Exercise requirements: Could you copy out, character for character, the lines below that begin with the one containing "Where can the white ceramic" and run through the one containing "x=741, y=292", both included?
======== Data entries ========
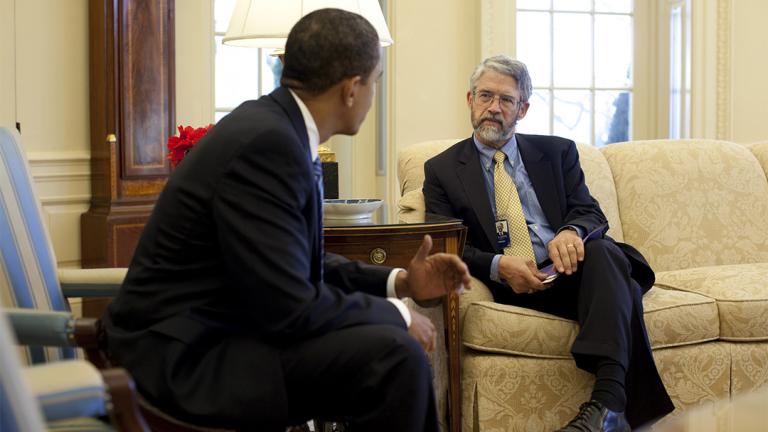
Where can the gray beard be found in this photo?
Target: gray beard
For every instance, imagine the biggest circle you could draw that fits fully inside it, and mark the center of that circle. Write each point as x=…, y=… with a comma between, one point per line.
x=490, y=134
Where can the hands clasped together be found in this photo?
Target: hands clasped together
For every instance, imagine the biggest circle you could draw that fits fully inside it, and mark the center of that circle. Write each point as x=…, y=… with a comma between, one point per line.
x=566, y=250
x=430, y=277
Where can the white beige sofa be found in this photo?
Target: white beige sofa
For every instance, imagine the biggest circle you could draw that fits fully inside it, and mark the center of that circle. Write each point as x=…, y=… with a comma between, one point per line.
x=698, y=210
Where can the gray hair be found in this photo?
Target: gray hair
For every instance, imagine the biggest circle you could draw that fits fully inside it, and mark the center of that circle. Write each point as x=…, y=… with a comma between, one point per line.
x=505, y=66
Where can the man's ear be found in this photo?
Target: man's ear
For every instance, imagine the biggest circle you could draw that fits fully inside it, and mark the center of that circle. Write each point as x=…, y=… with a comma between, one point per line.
x=349, y=90
x=523, y=110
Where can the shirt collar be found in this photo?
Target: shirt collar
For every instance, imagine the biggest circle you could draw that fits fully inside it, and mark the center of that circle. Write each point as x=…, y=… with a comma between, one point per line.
x=309, y=122
x=486, y=153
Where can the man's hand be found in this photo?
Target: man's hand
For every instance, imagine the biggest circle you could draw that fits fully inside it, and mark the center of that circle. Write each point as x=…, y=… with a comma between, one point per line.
x=521, y=274
x=422, y=330
x=566, y=250
x=431, y=276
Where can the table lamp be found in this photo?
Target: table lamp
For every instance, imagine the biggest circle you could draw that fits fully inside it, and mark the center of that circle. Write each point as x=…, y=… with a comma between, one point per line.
x=266, y=24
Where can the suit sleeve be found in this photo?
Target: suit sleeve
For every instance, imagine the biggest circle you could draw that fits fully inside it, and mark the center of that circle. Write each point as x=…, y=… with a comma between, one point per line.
x=582, y=209
x=436, y=201
x=260, y=212
x=350, y=276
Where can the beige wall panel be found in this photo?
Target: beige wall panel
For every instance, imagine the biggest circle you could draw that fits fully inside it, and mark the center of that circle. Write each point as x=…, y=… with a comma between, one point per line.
x=194, y=62
x=436, y=48
x=52, y=74
x=51, y=88
x=7, y=64
x=437, y=45
x=63, y=185
x=749, y=57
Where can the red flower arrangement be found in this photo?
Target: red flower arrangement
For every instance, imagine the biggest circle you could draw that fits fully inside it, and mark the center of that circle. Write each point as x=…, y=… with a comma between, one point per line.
x=178, y=146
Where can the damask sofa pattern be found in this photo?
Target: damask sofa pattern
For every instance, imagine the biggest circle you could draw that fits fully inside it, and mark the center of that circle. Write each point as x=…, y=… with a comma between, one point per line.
x=698, y=210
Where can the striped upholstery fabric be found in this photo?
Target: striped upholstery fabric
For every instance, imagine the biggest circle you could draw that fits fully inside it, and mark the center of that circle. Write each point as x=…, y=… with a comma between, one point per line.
x=28, y=276
x=69, y=394
x=18, y=410
x=67, y=389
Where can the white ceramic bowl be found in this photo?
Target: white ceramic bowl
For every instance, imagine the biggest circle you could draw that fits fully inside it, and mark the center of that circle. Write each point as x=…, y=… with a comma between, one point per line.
x=350, y=208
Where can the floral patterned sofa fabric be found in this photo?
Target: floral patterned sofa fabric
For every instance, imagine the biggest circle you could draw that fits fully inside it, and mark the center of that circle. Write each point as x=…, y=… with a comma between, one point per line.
x=691, y=203
x=698, y=210
x=673, y=318
x=741, y=292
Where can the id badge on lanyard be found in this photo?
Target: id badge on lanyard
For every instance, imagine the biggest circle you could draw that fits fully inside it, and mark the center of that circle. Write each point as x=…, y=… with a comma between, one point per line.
x=502, y=233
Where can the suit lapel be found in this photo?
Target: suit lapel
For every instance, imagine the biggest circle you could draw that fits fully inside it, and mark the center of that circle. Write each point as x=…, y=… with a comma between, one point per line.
x=285, y=100
x=542, y=178
x=471, y=177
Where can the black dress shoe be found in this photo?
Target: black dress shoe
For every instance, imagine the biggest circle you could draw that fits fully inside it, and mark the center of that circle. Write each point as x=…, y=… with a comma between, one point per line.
x=594, y=417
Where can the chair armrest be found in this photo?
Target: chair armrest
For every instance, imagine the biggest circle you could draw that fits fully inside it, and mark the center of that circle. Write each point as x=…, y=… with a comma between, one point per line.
x=101, y=282
x=479, y=292
x=50, y=328
x=70, y=389
x=44, y=328
x=67, y=389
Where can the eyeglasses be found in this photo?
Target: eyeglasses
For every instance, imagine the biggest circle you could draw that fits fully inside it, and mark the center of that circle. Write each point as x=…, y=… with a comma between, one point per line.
x=485, y=98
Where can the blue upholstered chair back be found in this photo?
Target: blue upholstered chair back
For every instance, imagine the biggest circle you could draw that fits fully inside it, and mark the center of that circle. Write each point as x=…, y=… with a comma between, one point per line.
x=28, y=271
x=18, y=409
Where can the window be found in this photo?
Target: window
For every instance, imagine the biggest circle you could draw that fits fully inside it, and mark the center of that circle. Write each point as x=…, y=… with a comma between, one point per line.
x=580, y=55
x=240, y=73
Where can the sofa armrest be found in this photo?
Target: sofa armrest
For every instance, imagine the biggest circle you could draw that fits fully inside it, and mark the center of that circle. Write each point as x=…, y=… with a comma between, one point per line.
x=478, y=293
x=101, y=282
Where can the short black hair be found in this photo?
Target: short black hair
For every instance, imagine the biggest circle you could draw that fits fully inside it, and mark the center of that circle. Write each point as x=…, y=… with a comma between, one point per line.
x=327, y=46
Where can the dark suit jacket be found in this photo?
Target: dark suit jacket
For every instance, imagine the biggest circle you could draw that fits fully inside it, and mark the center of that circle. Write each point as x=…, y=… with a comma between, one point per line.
x=232, y=250
x=454, y=186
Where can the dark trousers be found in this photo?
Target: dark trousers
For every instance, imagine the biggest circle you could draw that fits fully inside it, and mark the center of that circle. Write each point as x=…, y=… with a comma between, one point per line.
x=374, y=377
x=377, y=378
x=607, y=303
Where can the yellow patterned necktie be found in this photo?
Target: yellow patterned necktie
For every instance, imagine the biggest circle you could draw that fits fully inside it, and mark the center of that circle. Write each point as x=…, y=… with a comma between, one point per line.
x=508, y=207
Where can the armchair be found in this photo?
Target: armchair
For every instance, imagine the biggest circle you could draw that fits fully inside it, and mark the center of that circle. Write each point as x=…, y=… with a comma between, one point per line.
x=29, y=277
x=69, y=394
x=31, y=282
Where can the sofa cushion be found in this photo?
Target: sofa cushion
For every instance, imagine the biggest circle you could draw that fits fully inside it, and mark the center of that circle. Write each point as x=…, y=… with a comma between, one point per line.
x=673, y=318
x=410, y=162
x=597, y=175
x=760, y=150
x=741, y=293
x=691, y=203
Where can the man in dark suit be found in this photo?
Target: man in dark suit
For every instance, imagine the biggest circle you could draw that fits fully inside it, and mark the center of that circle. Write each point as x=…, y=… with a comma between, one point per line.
x=600, y=283
x=230, y=316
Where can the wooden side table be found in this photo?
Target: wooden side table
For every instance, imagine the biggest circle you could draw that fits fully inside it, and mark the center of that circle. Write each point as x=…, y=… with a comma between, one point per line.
x=392, y=240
========
Written solution:
Where can the white ceramic bowl be found in this photo?
Target: white ceramic bowl
For every instance, imagine the biggest circle you could draw that fits fully inside it, and mark the center of that circle. Write each point as x=…, y=… with a comma between, one point per line.
x=350, y=208
Where can the floral patterned sofa fabric be found in this photo?
Target: floral patterned sofa fabric
For every instance, imagine the biggest circle you could draw that fits fully inside it, and mark the center of that circle. Write each point as x=…, y=… with a comma between, one point per line.
x=691, y=203
x=698, y=210
x=673, y=318
x=741, y=292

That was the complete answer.